START Records for processing

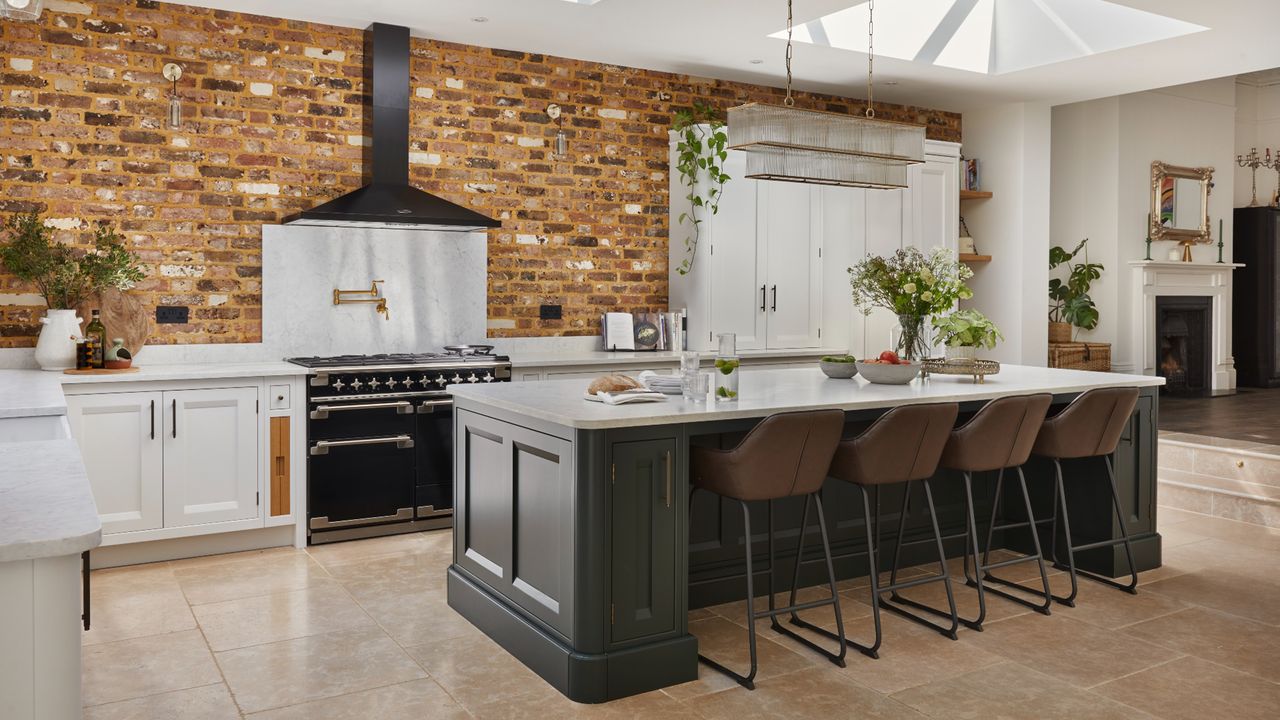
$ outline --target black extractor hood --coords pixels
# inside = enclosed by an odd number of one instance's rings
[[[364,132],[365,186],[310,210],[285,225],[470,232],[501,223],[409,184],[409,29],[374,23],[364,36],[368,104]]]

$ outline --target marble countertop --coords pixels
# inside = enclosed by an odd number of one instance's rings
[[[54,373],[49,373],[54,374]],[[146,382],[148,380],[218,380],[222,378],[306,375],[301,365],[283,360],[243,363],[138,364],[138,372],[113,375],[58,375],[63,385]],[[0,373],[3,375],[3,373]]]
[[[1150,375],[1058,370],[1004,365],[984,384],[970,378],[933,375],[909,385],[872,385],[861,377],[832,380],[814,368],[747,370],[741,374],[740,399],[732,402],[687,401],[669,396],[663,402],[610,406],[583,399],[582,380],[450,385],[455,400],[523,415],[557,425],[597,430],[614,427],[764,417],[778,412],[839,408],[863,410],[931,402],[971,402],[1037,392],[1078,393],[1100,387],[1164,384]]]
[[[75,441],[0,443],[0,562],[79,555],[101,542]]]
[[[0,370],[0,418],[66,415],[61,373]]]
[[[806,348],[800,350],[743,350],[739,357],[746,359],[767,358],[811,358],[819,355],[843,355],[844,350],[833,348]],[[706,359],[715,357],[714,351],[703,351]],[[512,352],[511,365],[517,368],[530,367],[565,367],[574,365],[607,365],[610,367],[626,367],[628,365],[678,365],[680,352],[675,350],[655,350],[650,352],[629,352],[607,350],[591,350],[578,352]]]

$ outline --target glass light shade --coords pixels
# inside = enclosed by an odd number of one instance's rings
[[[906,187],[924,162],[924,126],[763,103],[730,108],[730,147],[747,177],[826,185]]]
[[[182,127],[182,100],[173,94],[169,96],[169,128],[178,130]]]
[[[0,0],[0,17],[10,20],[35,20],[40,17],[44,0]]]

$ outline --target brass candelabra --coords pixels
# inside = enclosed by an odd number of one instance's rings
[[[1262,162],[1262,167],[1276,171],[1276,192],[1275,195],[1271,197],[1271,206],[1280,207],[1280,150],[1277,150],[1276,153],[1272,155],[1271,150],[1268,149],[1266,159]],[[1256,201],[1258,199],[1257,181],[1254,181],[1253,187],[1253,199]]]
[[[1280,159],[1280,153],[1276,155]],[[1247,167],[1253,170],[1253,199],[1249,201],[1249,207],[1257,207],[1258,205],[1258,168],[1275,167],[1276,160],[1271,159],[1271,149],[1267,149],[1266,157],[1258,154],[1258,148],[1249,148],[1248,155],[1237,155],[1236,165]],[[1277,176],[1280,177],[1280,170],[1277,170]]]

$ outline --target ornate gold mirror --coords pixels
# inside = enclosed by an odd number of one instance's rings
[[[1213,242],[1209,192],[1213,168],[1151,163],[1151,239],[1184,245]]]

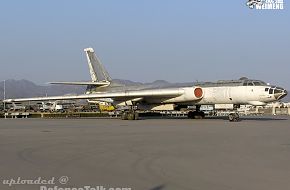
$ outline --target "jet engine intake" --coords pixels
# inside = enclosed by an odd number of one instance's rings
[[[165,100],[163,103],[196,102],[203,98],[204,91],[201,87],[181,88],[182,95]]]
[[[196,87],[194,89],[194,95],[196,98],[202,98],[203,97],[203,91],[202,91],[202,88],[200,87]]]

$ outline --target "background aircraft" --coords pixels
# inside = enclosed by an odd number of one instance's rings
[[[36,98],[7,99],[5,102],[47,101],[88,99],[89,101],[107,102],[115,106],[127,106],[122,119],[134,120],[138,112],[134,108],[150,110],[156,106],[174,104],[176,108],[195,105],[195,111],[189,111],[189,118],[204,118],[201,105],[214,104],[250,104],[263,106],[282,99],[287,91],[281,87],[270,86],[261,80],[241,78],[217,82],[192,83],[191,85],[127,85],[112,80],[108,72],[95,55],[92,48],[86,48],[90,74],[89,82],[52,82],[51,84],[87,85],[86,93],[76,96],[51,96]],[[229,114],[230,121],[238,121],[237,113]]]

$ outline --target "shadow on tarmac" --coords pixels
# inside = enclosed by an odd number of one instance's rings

END Records for processing

Brief
In the records, find every line that has the string "outline" and copy it.

Solution for this task
$ outline --target black extractor hood --coords pixels
$ outline --target marble countertop --coords pixels
$ outline --target glass light shade --coords pixels
$ outline --target brass candelabra --coords pixels
$ outline --target ornate gold mirror --coords pixels
$ outline --target "jet engine intake" --coords pixels
$ outline --target "background aircraft" --coords pixels
$ outline --target "shadow on tarmac" --coords pixels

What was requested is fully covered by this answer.